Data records
────────────────

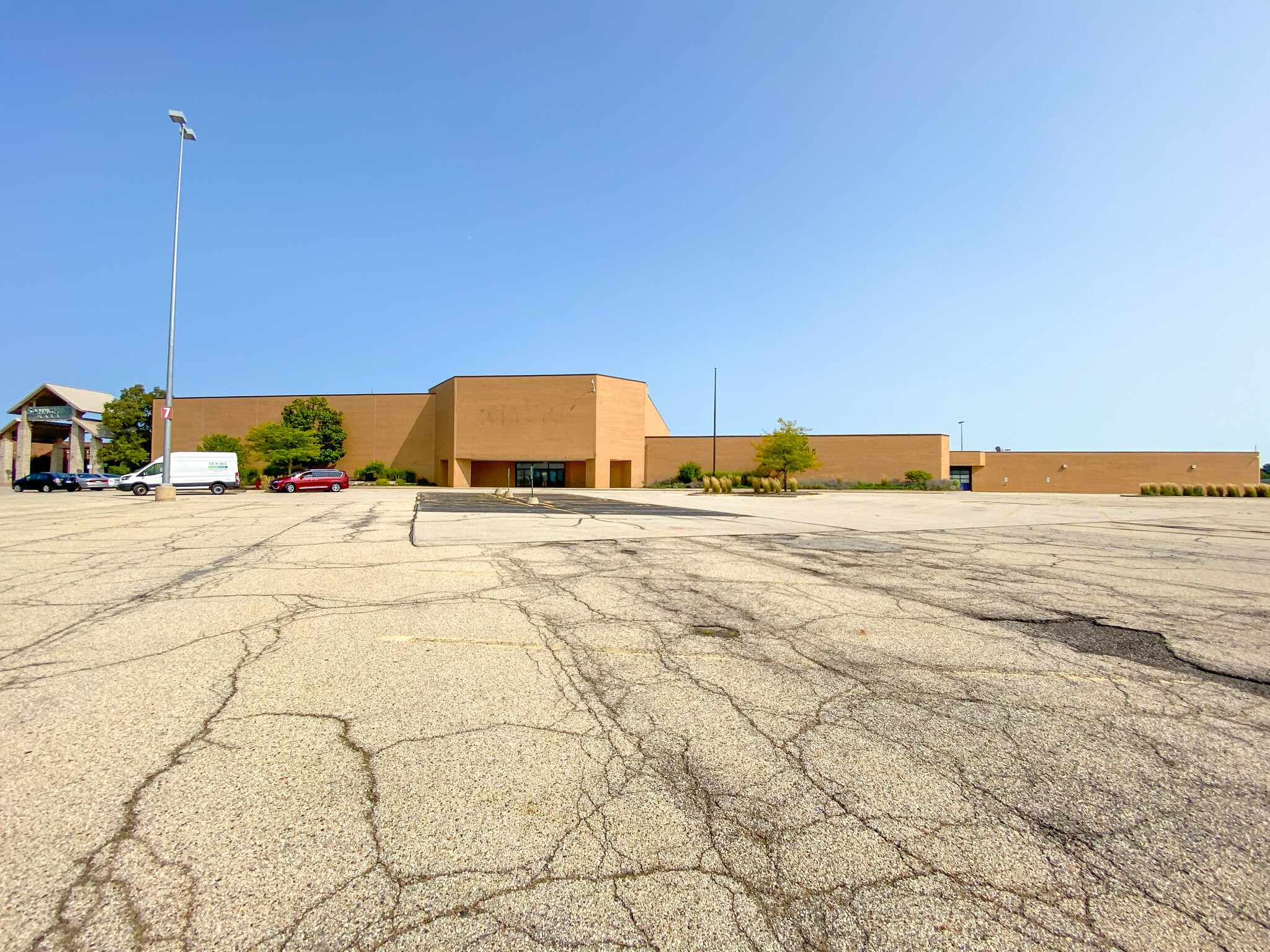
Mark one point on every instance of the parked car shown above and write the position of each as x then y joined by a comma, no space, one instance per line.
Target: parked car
311,480
95,482
46,483
211,471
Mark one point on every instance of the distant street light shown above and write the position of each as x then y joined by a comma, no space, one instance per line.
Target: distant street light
186,133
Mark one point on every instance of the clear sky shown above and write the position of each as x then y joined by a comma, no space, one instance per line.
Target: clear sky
1050,220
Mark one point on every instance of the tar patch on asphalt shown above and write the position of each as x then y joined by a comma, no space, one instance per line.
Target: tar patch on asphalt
716,631
550,503
1146,648
843,544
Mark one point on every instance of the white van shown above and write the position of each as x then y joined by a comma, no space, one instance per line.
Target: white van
214,471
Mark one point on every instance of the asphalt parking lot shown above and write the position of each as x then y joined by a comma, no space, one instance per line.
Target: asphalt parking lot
836,721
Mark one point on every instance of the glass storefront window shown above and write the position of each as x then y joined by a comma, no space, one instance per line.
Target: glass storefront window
545,475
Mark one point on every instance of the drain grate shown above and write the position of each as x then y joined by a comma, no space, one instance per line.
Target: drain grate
1146,648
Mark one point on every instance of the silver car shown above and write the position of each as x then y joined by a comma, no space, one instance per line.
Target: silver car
95,482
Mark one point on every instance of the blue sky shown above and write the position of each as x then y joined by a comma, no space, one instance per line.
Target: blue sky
1048,220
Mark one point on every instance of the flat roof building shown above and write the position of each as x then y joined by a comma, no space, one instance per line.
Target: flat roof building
596,431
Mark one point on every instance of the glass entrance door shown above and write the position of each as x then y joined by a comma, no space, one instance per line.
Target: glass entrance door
545,475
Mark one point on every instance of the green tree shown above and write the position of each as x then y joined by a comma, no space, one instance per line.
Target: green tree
316,414
280,444
689,472
223,443
785,450
130,421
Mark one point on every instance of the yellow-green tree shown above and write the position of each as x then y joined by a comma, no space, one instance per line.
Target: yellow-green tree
785,450
282,446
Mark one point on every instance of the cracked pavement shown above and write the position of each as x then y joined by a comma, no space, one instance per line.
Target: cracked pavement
828,723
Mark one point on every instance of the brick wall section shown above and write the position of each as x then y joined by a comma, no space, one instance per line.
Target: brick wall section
859,459
395,428
1106,472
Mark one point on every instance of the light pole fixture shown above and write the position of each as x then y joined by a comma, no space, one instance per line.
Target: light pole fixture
167,491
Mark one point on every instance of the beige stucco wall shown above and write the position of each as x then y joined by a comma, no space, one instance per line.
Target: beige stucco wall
1106,472
525,418
397,428
621,416
845,457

────────────────

§ **Exercise directions**:
This exercise needs every entry retyped exactly, with the pictures removed.

§ **Result of the task**:
Mark one point on every instance of the parked car shown above and write the position of each as x then y joined by a comma, no space, one instance per line.
Target: parked car
311,480
95,482
46,483
211,471
Mark one point on every instance of the distant street light shown above and write the position of each as x then y joined by a comma, no space, one instance per line.
Target: distant street light
186,133
Mark one point on every instance of the clear sky shown above and write the position of each as x then y joined by a comma, no space, one instance per line.
Target: clear sky
1050,220
Mark one point on every instance of the tar patch on asphalt shown above and write the position of each as x then y joined by a comma, no space, one instance per line.
Target: tar patch on asphalt
716,631
550,503
1146,648
843,544
Mark one point on every instance of the white van shown above and write the position of each as x then y joined by a comma, no space, one instance per line.
Target: white van
214,471
Mark one point on every instance of the asphalt parking lot shown above and write the position of each as x then y joined by a comma, no space, one instance per line.
Target: asphalt parking lot
836,721
Mark one point on every instance of the glass storefront window shown above and write the position of each as x then y joined by a comma, no space, one instance per line.
Target: glass storefront window
545,475
Mark one point on every instance of the drain grate shown above and write the position of each as x then y joined by a comma, no space, one instance per line.
Target: drain grate
1146,648
Mark one point on every instance of the silver car shown above and write the position of each as x then y joined by a comma, no space, one instance per line.
Target: silver car
95,482
Mark one point on every instance of the blue sky shown above and write the position of each as x then y joined by a comma, no space, one instance per line.
Target: blue sky
1048,220
Mark one point on every instance of the flat roof building shown above and write the position of each as x then y joined by a comma, no space, one instance per line.
Target: flat roof building
596,431
Mark one point on every instance of the glass entrance door shown above and write the position of each as x then y joined by a comma, no space, one instance per line.
Target: glass entrance door
545,475
Mark one point on every instance of the green tree shown above and write the position of each as x then y joined by a comma, no space, one instance per line.
Target: green tree
316,414
280,444
689,472
223,443
785,450
130,421
Mark one point on every instance of the yellow-green tree shown above and write the position of each as x then y joined by a comma, no space, one instance per line.
Target: yellow-green tree
785,450
282,446
Mark one point on every instance of the cracked pavement shown above and write the position of each as x then y joined by a comma, no space, one instance per line.
Target: cracked pavement
828,723
Mark one point on every instance of the brick wall section shown above and write the position of each as x then y joined by a comma, no space, one instance per line.
Target: brick wall section
859,459
395,428
1106,472
Mark one point on every instance of the light pole fixture shown above and write the position of each as x then y joined by a comma, no space, one instance per line.
Target: light pole fixture
167,491
Mark one point on every instance of the beige stucco wall shown above and write the position of each as x then y joined by a comma, no space, one instance per line.
Target: beige stucco wall
1106,472
525,418
397,428
621,416
845,457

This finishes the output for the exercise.